All of the data should be output character for character, except the pictures.

Given records
----------------

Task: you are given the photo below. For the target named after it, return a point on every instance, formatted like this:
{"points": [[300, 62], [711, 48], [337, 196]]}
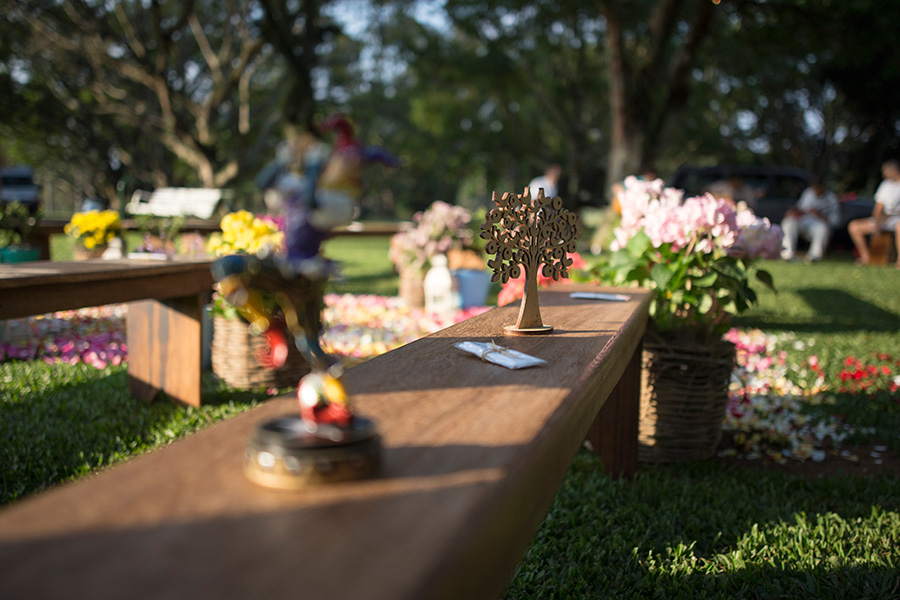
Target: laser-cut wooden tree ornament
{"points": [[524, 234]]}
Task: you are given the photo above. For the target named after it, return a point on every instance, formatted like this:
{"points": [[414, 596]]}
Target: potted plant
{"points": [[442, 229], [697, 257], [16, 223], [92, 231]]}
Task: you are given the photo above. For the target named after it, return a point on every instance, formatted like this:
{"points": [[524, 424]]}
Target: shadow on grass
{"points": [[62, 422], [708, 530], [835, 311]]}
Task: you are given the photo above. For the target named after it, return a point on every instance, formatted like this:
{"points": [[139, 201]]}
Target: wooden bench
{"points": [[174, 202], [165, 301], [473, 457]]}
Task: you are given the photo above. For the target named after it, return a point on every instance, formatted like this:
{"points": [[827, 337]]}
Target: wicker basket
{"points": [[234, 358], [412, 288], [684, 391]]}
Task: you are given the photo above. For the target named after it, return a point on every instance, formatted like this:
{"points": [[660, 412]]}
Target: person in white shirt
{"points": [[548, 181], [885, 216], [815, 215]]}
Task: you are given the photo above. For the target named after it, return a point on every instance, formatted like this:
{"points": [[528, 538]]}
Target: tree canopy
{"points": [[475, 95]]}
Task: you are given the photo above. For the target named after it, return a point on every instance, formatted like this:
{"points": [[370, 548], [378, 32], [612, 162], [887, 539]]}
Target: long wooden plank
{"points": [[39, 287], [473, 456]]}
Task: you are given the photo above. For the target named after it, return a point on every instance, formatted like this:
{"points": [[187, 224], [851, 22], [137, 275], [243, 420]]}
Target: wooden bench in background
{"points": [[164, 312], [473, 457], [201, 203]]}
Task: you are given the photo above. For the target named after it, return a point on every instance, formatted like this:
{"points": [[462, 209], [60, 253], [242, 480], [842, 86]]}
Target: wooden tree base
{"points": [[513, 330]]}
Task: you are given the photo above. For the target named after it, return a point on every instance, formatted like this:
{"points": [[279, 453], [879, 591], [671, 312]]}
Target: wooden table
{"points": [[473, 457], [164, 312]]}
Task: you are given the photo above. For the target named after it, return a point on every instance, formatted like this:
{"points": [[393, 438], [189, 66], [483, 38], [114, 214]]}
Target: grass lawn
{"points": [[713, 529]]}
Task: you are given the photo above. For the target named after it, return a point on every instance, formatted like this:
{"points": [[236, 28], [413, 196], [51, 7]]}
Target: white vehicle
{"points": [[18, 186]]}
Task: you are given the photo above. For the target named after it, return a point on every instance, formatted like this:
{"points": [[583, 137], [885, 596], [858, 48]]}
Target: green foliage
{"points": [[693, 293], [707, 530]]}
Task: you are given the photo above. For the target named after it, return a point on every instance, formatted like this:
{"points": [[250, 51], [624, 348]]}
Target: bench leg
{"points": [[164, 346], [614, 433]]}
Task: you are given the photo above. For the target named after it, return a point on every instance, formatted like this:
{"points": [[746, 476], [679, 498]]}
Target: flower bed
{"points": [[95, 336], [356, 326], [766, 414]]}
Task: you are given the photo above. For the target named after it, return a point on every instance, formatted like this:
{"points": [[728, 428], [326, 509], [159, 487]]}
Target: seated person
{"points": [[885, 216], [814, 216]]}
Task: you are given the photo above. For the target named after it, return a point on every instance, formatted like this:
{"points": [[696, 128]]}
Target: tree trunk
{"points": [[530, 309]]}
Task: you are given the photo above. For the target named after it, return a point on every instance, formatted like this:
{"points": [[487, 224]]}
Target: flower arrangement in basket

----------------

Complete response
Task: you are given the photo below. For the target named after it, return a point on every instance, formatted like this:
{"points": [[300, 62], [711, 48], [337, 196]]}
Target: laser-cut wooden tree ornament
{"points": [[524, 234]]}
Task: you are given the photo above. For the target named after it, return a point on every instance, formatted like this:
{"points": [[414, 596]]}
Target: potted plant
{"points": [[442, 229], [697, 257], [16, 223], [92, 231]]}
Task: you are given the photo above. For the target named after it, return a point on every instance, formatted like this:
{"points": [[524, 424]]}
Target: shadow on grass
{"points": [[62, 422], [708, 530], [835, 311]]}
Task: you are given the photo above. For the target named after it, return a point on every instance, formatted like this:
{"points": [[139, 201]]}
Target: wooden bench
{"points": [[174, 202], [165, 301], [473, 457]]}
Task: you are given the photo above. For the target named after it, return a point on every instance, formatted like this:
{"points": [[827, 337]]}
Target: wicker basket
{"points": [[234, 358], [412, 288], [684, 391]]}
Task: you are given the photo above. For the target named after it, return a point on every instance, formatted like this:
{"points": [[660, 412]]}
Target: person in white shirt
{"points": [[548, 181], [885, 216], [815, 215]]}
Task: you are given the photo above. For the target named after it, return a point on every instance, formatted like this:
{"points": [[528, 538]]}
Target: tree canopy
{"points": [[475, 95]]}
Task: you are given the photo above. For the target named after it, return a point on every instance, formatted like this:
{"points": [[370, 548], [378, 32], [612, 162], [887, 539]]}
Target: long wooden plank
{"points": [[39, 287], [473, 456]]}
Task: you are given the photo above. For the target named after it, return a point on every instance, formatted like this:
{"points": [[187, 224], [851, 22], [137, 275], [243, 420]]}
Target: wooden bench in background
{"points": [[164, 312], [473, 457], [201, 203]]}
Task: you are given the photo above. For the target named after it, return a point on every instance, formatted like this:
{"points": [[462, 209], [60, 253], [242, 480], [842, 86]]}
Target: wooden tree base
{"points": [[513, 330]]}
Task: you are given the photo above. For the target named after it, return a point on every instance, formatted like this:
{"points": [[279, 453], [879, 591], [671, 312]]}
Target: wooden table
{"points": [[473, 457], [164, 312]]}
Task: you are given the photo above. For the target named after it, return a point on every instance, formatted like this:
{"points": [[393, 438], [189, 66], [483, 38], [114, 214]]}
Target: grass lawn
{"points": [[713, 529]]}
Task: you are given the photo above. For the target named after it, return a point on every instance, formatted like this:
{"points": [[236, 28], [413, 196], [51, 7]]}
Target: white vehicle
{"points": [[18, 186]]}
Task: you are given the photo above. For the target named after it, return a point on every instance, formatted like this:
{"points": [[583, 137], [885, 596], [858, 48]]}
Target: green foliage
{"points": [[693, 293], [707, 530]]}
Task: you are given the photo above. For the target named after it, return a point on every instance, formatted like this:
{"points": [[250, 51], [624, 348]]}
Target: bench leg
{"points": [[164, 346], [614, 433]]}
Task: you are given the photo above. For the target named after it, return a point on every instance, formatted like this:
{"points": [[746, 476], [679, 498]]}
Target: flower bed
{"points": [[95, 336], [356, 326], [766, 414]]}
Task: you are given the photo above. For the target named after it, return a point on every instance, formatted like this:
{"points": [[728, 428], [326, 509], [159, 487]]}
Target: seated person
{"points": [[885, 216], [814, 216]]}
Task: you are given the photo above. For the target named after it, return a point on every instance, formatted like this:
{"points": [[696, 128]]}
Target: tree trunk
{"points": [[530, 309]]}
Task: you are given the photo above. For the target named after it, return a point on every instance, formatted like this:
{"points": [[487, 224]]}
Target: flower arrangement in basket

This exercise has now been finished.